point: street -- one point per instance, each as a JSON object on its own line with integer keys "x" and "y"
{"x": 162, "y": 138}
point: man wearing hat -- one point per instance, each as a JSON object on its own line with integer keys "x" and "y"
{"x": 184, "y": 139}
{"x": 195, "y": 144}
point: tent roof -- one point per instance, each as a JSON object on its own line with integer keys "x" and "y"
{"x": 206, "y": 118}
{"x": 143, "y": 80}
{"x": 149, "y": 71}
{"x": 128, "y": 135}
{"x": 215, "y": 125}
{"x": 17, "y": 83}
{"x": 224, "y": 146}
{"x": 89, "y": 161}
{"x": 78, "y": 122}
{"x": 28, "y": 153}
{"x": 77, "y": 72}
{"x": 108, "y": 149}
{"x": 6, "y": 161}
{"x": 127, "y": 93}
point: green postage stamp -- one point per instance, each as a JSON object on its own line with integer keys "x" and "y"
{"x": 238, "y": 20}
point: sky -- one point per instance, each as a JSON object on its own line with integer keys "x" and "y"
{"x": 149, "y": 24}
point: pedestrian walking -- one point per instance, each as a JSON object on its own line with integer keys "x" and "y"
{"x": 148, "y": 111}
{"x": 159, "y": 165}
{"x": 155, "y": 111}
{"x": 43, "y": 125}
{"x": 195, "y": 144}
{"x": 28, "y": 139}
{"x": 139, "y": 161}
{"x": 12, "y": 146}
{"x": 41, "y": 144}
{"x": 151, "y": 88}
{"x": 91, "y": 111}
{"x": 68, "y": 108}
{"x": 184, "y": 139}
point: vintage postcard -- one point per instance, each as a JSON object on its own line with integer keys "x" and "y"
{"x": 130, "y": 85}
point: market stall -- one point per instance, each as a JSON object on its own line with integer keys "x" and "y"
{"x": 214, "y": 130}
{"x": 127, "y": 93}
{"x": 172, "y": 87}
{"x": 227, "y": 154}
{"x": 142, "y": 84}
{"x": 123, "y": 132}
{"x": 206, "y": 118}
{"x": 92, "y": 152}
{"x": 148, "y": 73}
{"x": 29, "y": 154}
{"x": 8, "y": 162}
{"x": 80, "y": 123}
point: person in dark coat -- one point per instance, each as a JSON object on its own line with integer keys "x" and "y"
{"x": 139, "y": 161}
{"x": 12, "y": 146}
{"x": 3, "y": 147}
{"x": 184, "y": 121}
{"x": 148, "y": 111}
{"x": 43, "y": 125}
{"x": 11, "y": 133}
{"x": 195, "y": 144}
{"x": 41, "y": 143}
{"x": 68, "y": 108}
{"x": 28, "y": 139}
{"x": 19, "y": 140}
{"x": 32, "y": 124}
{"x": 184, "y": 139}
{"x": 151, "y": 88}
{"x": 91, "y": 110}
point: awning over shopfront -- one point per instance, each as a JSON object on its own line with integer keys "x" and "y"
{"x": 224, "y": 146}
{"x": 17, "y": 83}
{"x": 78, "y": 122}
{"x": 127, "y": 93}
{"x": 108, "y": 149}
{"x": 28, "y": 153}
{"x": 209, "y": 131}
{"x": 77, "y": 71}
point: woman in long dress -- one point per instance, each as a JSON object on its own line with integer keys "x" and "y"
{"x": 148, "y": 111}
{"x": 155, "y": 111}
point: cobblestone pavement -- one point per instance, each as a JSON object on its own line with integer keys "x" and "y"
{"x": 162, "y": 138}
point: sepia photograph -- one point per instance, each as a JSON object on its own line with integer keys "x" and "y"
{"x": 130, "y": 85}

## Stated task
Locate "point: vintage postcard" in the data above. Then repeat, exactly, its line and each line after it through the last, adding nothing.

## Task answer
point: vintage postcard -- one point per instance, each as a JSON object on its own line with integer keys "x" and "y"
{"x": 130, "y": 85}
point: market stall -- one point per instance, each as a JSON object on its own line with integer keys "x" and "y"
{"x": 214, "y": 130}
{"x": 127, "y": 93}
{"x": 172, "y": 87}
{"x": 227, "y": 154}
{"x": 142, "y": 84}
{"x": 123, "y": 132}
{"x": 206, "y": 118}
{"x": 92, "y": 152}
{"x": 148, "y": 73}
{"x": 29, "y": 154}
{"x": 8, "y": 162}
{"x": 80, "y": 123}
point: person in dark coat -- one point per instance, each as a JSON object on its own line with integer keys "x" and "y"
{"x": 139, "y": 161}
{"x": 12, "y": 146}
{"x": 3, "y": 147}
{"x": 184, "y": 121}
{"x": 148, "y": 111}
{"x": 43, "y": 125}
{"x": 11, "y": 133}
{"x": 195, "y": 144}
{"x": 41, "y": 143}
{"x": 68, "y": 108}
{"x": 28, "y": 139}
{"x": 19, "y": 140}
{"x": 32, "y": 124}
{"x": 184, "y": 139}
{"x": 151, "y": 88}
{"x": 91, "y": 110}
point: awning over shopfront -- one point per instance, each as a JSON object on its own line with integer keys "x" and "y"
{"x": 224, "y": 146}
{"x": 17, "y": 83}
{"x": 78, "y": 122}
{"x": 127, "y": 93}
{"x": 108, "y": 149}
{"x": 28, "y": 153}
{"x": 209, "y": 131}
{"x": 77, "y": 71}
point: woman in long dress -- one point per instance, each as a JSON object on its own line with integer keys "x" and "y"
{"x": 148, "y": 111}
{"x": 155, "y": 111}
point: cobblestone pavement -- one point per instance, each as a JSON object on its own line with integer keys "x" and "y"
{"x": 162, "y": 138}
point: sepia photograph -- one point per instance, each as a JSON object on its own line with integer keys "x" and "y"
{"x": 130, "y": 85}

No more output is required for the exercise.